Task statement: Please rewrite everything between the line containing "Locate every instance of the bubble" and the end of the data, inclusive, keeping the requests and multiplying each coordinate in the answers by 1.75, rounded to the nearest whole number with halves rounded up.

** begin Data in this exercise **

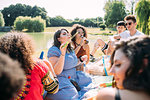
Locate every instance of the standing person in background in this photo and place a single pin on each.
(130, 65)
(64, 60)
(130, 22)
(11, 77)
(80, 42)
(19, 46)
(107, 48)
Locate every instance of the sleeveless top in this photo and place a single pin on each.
(117, 95)
(38, 79)
(81, 52)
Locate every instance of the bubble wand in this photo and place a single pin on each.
(71, 39)
(47, 63)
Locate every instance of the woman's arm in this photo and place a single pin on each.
(87, 49)
(57, 63)
(106, 94)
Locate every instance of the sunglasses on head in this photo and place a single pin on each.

** end Data in this exercise **

Full response:
Locate every instance of the bubble wand in this photo and place a single pin on each.
(124, 68)
(82, 110)
Locate every instance of the woman's arm in this photo and place a single pin on each.
(152, 86)
(100, 110)
(186, 165)
Locate every instance of the sunglasses on head in this photo and place a single pin on each.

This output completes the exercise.